▶ [WHAT NEEDS TO BE DONE]
Recast the material below as a Markdown table with the columns Row and Line, giving each line a row number and leaving out blank lines. Begin at the line that has "the camouflage jacket" and stop after the line that has "[(293, 197), (921, 221), (157, 156), (609, 185), (46, 164)]".

___

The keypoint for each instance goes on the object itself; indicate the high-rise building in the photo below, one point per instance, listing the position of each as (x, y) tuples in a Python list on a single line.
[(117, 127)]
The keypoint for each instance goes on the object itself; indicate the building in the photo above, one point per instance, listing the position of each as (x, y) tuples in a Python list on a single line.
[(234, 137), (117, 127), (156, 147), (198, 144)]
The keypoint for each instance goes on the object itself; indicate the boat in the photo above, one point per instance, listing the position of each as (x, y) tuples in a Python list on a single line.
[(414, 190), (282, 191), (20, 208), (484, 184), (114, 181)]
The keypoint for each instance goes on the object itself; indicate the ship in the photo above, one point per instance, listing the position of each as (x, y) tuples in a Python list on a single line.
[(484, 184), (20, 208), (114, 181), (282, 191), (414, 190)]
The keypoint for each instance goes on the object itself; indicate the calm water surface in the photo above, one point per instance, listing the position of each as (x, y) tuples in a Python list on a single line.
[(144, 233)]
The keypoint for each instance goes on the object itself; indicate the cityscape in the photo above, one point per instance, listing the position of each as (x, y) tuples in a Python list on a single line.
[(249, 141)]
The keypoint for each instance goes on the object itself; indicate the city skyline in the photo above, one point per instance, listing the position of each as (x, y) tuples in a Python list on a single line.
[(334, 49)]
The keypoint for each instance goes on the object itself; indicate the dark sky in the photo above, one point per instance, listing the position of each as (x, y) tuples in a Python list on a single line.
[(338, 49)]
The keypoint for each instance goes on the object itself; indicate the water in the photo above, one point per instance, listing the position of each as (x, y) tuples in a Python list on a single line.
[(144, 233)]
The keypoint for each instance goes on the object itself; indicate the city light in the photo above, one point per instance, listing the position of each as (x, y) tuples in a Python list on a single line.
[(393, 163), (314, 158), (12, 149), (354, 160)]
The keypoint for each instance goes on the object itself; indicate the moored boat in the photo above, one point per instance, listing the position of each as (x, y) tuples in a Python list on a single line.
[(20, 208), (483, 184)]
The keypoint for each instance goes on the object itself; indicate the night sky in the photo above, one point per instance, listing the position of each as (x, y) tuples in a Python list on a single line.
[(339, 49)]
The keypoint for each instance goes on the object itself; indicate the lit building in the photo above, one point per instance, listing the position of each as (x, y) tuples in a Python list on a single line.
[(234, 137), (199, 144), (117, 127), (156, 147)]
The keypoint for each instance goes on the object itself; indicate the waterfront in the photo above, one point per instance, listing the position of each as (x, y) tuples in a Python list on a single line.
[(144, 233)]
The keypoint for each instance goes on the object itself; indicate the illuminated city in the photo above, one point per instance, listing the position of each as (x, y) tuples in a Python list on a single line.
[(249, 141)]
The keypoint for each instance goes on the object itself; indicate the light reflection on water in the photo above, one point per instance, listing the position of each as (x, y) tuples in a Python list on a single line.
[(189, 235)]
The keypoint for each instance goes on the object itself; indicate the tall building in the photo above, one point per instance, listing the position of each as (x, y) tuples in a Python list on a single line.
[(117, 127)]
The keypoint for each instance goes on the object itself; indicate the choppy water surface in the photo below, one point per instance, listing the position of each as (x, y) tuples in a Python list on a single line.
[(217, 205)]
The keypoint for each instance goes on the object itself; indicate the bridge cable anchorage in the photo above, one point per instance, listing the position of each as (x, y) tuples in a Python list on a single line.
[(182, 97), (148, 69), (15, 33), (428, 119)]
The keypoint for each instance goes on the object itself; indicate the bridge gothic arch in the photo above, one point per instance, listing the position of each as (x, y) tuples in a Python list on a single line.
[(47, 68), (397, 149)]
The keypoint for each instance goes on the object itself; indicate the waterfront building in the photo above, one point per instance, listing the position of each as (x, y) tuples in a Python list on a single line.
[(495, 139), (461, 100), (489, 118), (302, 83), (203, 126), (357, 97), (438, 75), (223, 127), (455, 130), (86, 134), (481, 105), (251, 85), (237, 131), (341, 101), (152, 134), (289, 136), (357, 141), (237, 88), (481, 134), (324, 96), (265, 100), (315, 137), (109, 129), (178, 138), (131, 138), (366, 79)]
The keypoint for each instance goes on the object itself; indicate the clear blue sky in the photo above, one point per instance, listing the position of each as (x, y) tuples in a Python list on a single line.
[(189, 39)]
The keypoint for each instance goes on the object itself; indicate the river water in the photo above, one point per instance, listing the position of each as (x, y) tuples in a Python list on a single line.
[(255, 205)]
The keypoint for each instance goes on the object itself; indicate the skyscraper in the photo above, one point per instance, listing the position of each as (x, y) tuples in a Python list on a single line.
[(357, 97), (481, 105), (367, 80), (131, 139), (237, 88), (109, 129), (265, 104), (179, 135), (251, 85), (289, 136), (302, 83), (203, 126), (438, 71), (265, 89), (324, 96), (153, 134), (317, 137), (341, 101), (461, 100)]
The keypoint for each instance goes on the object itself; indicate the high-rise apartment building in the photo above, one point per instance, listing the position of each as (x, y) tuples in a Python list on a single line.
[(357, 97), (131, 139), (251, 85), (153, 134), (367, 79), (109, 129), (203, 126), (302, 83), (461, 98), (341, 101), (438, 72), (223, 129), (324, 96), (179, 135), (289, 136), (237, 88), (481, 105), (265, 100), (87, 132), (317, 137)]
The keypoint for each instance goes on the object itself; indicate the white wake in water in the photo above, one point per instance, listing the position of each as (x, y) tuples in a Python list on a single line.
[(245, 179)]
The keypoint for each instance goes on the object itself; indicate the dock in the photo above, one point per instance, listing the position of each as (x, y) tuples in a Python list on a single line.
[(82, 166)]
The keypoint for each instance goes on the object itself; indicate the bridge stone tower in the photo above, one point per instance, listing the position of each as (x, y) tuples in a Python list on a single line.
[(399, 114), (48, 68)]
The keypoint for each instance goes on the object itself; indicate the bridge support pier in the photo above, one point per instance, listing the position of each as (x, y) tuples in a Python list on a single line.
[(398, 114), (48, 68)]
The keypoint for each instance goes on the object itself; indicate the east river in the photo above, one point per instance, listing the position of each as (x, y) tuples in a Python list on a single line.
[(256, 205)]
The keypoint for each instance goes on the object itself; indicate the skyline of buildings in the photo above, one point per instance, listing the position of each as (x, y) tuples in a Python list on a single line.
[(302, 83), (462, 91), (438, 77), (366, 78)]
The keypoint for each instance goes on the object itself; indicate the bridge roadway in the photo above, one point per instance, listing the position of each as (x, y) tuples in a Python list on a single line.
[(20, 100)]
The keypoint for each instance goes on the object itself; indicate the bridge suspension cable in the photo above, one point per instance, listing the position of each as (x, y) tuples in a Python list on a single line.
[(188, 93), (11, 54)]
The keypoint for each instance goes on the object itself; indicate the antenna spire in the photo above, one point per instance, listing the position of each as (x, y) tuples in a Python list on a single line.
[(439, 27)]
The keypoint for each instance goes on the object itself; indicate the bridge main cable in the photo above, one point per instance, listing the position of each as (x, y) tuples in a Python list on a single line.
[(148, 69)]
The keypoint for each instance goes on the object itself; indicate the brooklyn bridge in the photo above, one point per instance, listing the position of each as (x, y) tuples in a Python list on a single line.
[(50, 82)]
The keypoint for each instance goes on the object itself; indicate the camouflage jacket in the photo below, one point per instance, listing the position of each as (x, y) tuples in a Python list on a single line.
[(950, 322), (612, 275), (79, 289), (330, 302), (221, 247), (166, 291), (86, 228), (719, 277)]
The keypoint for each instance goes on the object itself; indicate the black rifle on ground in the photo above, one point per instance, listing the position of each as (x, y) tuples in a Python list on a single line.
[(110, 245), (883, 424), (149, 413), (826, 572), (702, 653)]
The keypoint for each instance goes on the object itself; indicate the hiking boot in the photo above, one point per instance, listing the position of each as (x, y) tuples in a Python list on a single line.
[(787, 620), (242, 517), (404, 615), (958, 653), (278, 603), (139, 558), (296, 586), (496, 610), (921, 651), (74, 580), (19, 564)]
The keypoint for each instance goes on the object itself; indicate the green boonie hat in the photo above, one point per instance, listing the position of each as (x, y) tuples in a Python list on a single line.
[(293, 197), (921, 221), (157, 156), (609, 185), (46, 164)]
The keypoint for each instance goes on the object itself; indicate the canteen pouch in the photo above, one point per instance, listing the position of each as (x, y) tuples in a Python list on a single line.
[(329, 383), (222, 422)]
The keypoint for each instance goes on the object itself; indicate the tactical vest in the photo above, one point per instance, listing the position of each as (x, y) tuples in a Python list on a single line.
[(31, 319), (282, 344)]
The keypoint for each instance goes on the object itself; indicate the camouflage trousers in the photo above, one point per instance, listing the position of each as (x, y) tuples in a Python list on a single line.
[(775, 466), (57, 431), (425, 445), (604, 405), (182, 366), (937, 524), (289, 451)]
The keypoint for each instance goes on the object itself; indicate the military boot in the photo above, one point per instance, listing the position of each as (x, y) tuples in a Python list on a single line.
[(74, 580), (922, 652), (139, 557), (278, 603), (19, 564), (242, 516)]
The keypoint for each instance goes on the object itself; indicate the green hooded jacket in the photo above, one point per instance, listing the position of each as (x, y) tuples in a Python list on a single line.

___

▶ [RESULT]
| Row | Line |
|---|---|
| 1 | The keypoint for each instance goes on the object itself; indicate the camouflage jacket in the photo below, one point per instance, listing the position of each as (x, y) tuples in a Python list on a single line. |
| 2 | [(950, 322), (612, 275), (79, 289), (330, 302), (221, 247), (166, 291), (86, 228), (719, 277)] |
| 3 | The keypoint for each instance goes on the object itself; indicate the black rifle on ground in the photo above, one point per instance, listing the position of each as (x, y) tuples in a Python list on a single line. |
| 4 | [(110, 245), (883, 424), (149, 413), (826, 572), (702, 653)] |
| 5 | The keypoint for each instance goes on the object itself; indicate the hiking boot in the photo above, one point per instance, listing the position of each as (x, y) tuples in a Python list on a single line. |
| 6 | [(787, 620), (242, 517), (404, 615), (958, 653), (278, 603), (139, 558), (296, 586), (496, 610), (921, 651), (74, 580), (19, 564)] |
| 7 | The keypoint for each instance goes on the object itself; indicate the green boonie hat in the photo above, one point per instance, listing the position of each as (x, y) tuples in a Python list on a single line. |
| 8 | [(293, 197), (921, 221), (157, 156), (609, 185), (46, 164)] |